[BEGIN]

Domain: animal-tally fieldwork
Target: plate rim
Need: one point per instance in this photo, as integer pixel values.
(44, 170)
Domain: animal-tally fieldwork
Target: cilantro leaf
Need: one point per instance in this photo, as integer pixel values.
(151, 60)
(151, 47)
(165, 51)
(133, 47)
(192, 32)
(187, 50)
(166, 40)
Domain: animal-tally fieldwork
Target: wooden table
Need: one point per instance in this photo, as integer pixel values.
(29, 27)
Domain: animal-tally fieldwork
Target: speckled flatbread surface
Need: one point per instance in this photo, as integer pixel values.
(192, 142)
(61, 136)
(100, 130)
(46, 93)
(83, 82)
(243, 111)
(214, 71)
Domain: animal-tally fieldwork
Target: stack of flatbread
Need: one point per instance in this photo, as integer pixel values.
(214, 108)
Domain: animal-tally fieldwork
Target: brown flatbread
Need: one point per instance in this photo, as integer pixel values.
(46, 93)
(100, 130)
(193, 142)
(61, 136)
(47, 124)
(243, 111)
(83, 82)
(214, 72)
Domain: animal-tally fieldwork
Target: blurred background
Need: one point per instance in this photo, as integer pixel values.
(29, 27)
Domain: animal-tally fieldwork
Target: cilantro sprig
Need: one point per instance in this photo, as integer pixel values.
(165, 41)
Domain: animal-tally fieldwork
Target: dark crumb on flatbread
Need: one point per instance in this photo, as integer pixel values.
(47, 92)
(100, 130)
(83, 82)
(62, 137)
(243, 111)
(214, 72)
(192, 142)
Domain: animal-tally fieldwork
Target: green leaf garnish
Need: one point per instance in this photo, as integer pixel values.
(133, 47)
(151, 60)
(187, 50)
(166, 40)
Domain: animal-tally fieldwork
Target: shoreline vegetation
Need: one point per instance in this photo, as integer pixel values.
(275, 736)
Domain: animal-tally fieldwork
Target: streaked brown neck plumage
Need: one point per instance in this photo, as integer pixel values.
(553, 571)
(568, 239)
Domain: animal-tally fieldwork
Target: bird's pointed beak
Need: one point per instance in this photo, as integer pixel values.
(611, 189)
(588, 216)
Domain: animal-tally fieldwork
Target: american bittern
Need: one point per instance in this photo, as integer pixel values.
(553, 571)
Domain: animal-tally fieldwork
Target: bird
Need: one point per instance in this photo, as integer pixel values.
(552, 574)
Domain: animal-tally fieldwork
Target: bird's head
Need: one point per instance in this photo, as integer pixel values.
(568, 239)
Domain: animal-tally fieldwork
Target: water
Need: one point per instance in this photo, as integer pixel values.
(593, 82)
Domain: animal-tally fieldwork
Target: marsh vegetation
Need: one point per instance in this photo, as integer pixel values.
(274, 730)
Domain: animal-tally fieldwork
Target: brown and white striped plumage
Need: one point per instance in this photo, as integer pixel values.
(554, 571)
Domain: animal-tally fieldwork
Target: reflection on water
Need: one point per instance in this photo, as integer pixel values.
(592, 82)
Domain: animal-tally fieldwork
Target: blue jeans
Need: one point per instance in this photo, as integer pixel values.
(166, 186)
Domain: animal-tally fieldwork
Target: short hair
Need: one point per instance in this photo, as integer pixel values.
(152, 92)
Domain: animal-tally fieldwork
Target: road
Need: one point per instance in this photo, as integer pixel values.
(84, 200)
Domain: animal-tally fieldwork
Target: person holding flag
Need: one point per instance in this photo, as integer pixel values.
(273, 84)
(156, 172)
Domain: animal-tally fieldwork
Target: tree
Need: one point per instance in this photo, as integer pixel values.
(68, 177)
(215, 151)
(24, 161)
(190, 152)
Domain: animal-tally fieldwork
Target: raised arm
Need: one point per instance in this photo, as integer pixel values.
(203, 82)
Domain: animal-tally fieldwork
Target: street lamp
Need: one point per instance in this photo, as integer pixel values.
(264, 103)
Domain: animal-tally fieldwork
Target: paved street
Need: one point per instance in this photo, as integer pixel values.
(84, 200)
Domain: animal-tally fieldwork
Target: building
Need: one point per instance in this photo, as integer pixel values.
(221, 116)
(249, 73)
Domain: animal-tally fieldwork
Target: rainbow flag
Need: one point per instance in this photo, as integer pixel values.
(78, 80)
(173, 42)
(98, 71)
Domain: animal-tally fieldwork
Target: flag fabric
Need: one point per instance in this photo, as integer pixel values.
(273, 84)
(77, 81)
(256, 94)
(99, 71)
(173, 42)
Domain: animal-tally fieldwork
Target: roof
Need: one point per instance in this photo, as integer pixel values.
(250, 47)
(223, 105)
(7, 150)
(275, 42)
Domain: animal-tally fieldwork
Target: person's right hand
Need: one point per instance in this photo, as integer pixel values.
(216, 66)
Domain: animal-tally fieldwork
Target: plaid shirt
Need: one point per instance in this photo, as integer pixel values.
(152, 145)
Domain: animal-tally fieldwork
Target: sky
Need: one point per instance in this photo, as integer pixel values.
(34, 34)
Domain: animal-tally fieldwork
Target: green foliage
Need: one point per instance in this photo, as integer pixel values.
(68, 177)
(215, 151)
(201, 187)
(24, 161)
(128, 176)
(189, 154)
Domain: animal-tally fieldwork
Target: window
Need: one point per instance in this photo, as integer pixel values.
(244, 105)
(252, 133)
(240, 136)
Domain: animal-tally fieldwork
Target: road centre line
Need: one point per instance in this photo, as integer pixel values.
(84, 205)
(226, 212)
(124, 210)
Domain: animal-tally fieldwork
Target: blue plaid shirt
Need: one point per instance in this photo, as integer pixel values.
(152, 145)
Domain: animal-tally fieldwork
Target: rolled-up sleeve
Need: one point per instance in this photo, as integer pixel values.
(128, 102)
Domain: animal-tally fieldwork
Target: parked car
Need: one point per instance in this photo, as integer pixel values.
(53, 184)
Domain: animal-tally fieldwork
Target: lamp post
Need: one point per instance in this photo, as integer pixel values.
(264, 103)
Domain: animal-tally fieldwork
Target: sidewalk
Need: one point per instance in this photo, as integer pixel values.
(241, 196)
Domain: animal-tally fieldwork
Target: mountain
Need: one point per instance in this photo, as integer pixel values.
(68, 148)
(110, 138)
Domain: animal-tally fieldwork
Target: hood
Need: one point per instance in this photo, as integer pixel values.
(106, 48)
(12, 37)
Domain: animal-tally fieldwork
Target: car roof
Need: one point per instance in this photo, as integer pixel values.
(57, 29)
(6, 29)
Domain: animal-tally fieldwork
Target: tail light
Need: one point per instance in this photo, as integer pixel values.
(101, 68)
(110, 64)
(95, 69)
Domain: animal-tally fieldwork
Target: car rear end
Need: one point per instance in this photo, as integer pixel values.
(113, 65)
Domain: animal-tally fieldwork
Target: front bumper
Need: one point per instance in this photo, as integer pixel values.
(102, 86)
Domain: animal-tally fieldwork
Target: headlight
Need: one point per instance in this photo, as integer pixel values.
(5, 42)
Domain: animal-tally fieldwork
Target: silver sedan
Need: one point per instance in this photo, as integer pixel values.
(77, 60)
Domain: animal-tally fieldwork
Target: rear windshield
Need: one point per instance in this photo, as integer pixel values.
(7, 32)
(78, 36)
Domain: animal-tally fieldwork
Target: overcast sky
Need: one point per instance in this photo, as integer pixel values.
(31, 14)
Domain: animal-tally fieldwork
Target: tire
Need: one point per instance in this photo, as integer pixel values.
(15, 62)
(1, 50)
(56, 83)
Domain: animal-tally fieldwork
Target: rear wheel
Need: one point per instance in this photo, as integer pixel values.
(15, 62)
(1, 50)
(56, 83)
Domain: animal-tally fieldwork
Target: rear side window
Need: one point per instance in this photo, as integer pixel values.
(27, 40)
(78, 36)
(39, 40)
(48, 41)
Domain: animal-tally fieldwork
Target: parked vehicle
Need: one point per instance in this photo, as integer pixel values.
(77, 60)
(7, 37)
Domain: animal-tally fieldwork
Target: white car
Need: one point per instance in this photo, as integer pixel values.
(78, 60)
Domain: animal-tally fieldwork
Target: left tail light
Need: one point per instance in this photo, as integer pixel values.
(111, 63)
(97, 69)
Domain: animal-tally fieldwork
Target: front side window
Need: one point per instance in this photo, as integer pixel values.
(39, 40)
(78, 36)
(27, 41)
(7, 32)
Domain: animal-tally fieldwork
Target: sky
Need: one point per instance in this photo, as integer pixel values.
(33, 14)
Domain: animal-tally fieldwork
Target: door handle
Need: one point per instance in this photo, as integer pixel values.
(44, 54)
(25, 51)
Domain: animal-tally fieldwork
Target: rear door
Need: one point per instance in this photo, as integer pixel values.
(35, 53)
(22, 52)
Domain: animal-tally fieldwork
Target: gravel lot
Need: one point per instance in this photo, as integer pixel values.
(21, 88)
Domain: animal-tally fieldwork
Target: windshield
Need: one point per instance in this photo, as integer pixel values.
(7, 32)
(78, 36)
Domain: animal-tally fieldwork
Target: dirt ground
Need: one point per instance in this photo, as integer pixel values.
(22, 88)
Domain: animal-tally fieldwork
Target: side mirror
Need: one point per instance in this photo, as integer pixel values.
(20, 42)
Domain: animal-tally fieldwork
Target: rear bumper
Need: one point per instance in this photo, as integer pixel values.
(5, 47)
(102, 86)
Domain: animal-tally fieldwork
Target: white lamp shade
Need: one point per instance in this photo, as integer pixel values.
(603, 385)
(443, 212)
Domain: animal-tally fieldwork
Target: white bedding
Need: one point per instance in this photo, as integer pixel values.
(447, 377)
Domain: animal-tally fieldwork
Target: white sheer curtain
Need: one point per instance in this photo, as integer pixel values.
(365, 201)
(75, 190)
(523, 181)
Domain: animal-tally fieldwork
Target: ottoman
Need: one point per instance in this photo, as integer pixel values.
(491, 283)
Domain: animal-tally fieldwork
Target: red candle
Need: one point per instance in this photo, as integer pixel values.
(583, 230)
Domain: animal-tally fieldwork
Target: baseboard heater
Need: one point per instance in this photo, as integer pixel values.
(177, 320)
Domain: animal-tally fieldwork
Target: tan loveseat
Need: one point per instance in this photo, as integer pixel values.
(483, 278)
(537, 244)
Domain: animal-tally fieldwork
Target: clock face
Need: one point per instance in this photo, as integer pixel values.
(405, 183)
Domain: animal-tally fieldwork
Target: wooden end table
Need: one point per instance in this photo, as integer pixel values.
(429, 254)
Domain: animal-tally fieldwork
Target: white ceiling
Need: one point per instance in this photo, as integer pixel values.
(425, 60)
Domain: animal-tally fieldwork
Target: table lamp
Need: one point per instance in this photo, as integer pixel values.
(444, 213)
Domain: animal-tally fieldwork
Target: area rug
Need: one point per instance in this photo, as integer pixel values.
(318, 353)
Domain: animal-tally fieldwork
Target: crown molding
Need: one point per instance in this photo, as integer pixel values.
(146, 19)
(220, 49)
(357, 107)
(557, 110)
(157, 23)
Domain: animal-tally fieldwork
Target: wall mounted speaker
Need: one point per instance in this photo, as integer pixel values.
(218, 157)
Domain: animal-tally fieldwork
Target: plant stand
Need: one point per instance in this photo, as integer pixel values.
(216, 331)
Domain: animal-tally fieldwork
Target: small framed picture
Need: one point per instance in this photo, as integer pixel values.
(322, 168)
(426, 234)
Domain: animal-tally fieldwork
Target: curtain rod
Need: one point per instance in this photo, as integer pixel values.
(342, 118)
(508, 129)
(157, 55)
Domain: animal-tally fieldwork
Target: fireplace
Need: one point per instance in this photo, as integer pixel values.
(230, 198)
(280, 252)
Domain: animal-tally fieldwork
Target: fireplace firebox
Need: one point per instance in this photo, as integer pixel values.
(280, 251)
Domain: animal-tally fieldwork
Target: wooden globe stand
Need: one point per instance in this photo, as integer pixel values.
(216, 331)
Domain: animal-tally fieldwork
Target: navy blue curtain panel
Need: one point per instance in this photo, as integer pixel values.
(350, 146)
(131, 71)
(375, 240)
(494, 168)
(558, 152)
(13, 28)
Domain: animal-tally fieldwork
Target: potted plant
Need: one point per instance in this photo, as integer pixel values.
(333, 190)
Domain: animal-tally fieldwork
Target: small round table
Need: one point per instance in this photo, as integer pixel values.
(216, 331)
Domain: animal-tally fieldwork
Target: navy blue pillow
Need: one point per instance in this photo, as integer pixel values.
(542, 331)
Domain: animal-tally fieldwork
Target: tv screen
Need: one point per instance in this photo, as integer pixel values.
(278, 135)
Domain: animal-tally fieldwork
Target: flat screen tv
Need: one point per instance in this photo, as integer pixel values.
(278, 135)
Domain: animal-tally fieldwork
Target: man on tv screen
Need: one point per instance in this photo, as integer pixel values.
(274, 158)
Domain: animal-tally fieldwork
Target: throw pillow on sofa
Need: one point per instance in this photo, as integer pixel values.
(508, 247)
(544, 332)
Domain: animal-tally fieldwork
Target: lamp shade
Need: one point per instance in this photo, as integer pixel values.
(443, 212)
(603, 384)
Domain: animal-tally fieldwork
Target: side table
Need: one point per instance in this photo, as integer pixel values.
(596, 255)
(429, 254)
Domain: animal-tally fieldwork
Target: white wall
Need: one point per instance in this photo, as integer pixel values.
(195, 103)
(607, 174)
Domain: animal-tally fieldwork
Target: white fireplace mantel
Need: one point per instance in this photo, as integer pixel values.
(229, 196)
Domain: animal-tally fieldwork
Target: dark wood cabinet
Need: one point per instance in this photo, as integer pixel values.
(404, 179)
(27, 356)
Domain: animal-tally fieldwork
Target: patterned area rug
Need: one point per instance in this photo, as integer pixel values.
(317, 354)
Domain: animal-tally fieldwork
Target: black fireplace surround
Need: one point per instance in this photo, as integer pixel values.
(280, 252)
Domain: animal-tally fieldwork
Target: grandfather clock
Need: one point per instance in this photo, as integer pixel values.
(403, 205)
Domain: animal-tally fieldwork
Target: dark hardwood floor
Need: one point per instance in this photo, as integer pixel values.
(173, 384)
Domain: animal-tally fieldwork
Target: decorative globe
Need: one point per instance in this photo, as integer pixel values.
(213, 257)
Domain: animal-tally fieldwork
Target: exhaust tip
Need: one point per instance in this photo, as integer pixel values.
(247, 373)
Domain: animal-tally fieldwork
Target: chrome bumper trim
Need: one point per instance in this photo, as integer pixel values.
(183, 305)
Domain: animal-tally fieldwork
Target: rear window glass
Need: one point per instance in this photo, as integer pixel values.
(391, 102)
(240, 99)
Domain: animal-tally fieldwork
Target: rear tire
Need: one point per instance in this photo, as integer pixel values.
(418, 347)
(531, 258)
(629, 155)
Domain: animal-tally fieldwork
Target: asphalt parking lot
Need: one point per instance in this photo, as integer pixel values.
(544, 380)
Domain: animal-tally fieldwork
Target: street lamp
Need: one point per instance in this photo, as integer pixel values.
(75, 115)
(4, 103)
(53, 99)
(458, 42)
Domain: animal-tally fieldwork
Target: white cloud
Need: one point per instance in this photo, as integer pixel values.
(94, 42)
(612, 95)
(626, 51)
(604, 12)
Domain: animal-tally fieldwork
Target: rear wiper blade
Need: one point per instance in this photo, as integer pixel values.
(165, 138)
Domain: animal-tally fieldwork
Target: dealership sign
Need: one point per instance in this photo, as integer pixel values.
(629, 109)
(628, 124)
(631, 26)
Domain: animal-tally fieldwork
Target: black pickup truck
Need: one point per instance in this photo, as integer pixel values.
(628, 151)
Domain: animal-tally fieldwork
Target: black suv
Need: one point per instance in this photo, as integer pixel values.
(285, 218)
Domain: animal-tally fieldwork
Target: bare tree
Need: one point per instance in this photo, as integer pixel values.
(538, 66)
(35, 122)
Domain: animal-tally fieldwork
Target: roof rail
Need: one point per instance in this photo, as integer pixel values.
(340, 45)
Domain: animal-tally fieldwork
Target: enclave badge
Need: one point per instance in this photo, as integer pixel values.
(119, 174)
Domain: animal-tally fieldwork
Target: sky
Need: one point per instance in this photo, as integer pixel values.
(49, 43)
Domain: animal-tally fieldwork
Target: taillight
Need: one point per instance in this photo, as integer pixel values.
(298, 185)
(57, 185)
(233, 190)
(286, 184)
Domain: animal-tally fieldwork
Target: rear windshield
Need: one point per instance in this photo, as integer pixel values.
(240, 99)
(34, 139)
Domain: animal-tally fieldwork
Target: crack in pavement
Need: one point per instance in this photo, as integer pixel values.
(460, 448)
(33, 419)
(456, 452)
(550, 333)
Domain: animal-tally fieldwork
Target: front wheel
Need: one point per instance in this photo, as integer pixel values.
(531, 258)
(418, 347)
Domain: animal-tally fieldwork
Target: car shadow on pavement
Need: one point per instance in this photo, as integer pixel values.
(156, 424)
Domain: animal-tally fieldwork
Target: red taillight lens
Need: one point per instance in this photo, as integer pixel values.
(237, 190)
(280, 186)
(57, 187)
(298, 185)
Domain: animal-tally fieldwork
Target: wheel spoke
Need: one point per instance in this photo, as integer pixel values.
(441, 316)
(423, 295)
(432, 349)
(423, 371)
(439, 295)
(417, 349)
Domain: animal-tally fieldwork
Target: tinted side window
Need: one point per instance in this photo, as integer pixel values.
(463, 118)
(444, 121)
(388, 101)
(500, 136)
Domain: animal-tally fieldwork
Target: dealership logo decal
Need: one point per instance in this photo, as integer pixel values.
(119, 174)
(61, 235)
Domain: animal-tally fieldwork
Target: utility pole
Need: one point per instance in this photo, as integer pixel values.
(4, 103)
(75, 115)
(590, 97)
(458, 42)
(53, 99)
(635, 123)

[END]

How many of the lines above contain the string "curtain"? Reply with the number alone.

§ REPLY
3